**PROMPT:**
Set the entries down once more, exactly as they are worded.

(Data entries)

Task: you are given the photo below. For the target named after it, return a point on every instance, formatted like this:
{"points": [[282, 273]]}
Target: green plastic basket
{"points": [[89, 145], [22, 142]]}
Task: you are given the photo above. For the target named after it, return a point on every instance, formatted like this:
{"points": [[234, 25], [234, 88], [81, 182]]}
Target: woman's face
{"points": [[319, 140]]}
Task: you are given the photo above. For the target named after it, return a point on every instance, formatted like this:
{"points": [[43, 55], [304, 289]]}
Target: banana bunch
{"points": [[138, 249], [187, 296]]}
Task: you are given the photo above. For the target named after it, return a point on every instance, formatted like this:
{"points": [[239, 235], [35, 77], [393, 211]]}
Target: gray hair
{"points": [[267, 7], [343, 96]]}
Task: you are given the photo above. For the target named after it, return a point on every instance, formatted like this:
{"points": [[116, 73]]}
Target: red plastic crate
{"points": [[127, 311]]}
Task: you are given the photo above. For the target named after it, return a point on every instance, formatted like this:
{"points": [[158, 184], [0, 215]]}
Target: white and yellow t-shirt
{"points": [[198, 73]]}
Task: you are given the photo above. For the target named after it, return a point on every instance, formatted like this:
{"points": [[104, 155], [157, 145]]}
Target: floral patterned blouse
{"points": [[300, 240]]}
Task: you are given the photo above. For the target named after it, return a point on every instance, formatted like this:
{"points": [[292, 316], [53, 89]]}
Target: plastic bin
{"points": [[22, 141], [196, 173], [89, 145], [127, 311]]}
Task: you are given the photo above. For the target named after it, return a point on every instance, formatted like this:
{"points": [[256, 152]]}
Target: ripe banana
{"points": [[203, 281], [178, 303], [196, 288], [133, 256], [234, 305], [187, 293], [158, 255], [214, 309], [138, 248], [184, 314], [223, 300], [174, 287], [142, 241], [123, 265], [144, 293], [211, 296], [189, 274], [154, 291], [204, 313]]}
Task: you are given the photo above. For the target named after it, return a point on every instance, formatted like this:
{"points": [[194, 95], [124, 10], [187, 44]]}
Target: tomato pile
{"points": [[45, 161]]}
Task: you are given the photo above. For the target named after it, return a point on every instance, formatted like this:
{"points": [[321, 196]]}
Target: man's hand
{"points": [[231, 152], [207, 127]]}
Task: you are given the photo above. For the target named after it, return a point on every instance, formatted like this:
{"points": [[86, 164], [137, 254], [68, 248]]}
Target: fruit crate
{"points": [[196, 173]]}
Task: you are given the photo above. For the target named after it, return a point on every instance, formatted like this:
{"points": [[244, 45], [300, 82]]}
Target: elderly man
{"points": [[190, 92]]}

**EXERCISE ANSWER:**
Task: you are given the photo below. For the target named after it, return a point on every instance, formatted like this:
{"points": [[282, 273]]}
Target: green plastic basket
{"points": [[89, 145], [22, 142]]}
Task: you are given the photo above. For the target named after it, return a point on every instance, formatted like this:
{"points": [[234, 25], [234, 88], [81, 182]]}
Target: woman's face
{"points": [[319, 140]]}
Task: you are given the photo above. For the target named after it, return a point on every instance, formatted like this:
{"points": [[43, 55], [304, 289]]}
Target: banana bunch
{"points": [[138, 249], [187, 296]]}
Task: you are given the photo above. For the target named after it, return a point on every instance, formatted like this:
{"points": [[239, 235], [35, 77], [393, 211]]}
Target: gray hair
{"points": [[267, 7], [343, 96]]}
Task: you are given the photo above. For the target named after it, return a point on every instance, formatted like this:
{"points": [[116, 73]]}
Target: red plastic crate
{"points": [[127, 311]]}
Task: you are given the photo above. For the target named after it, return a point on every instance, formatted like this:
{"points": [[158, 184], [0, 215]]}
Target: white and yellow t-shirt
{"points": [[198, 73]]}
Task: you are given the photo above. For the target named after it, return a point on every instance, formatted like this:
{"points": [[104, 155], [157, 145]]}
Target: floral patterned blouse
{"points": [[300, 240]]}
Task: you are given the photo above. For the target named after it, return a point on every instance, formatted like this:
{"points": [[292, 316], [53, 89]]}
Target: plastic bin
{"points": [[22, 141], [196, 173], [89, 145], [127, 311]]}
Task: you are given the photo above. For the target named after it, return a point on every instance, formatted like this:
{"points": [[256, 152]]}
Target: ripe banana
{"points": [[203, 281], [178, 303], [196, 288], [133, 256], [234, 305], [187, 293], [158, 255], [214, 309], [138, 248], [184, 314], [223, 300], [174, 287], [142, 241], [123, 265], [144, 293], [211, 296], [189, 274], [154, 291], [204, 313]]}
Task: you are given the photo above. For the target named after it, return a point on every instance, formatted like this:
{"points": [[194, 95], [124, 10], [187, 44]]}
Target: tomato pile
{"points": [[45, 161]]}
Task: you are given the photo above. For the target named after it, return a point on every instance, formatted like this:
{"points": [[321, 196]]}
Target: man's hand
{"points": [[231, 152], [207, 127]]}
Task: you are given the photo above. For the target named after it, return a point on every instance, formatted like this:
{"points": [[86, 164], [137, 254], [68, 248]]}
Target: fruit crate
{"points": [[196, 173]]}
Task: you are given the photo above. For the target named after it, return a point on every instance, formatted like this:
{"points": [[244, 45], [300, 82]]}
Target: elderly man
{"points": [[190, 92]]}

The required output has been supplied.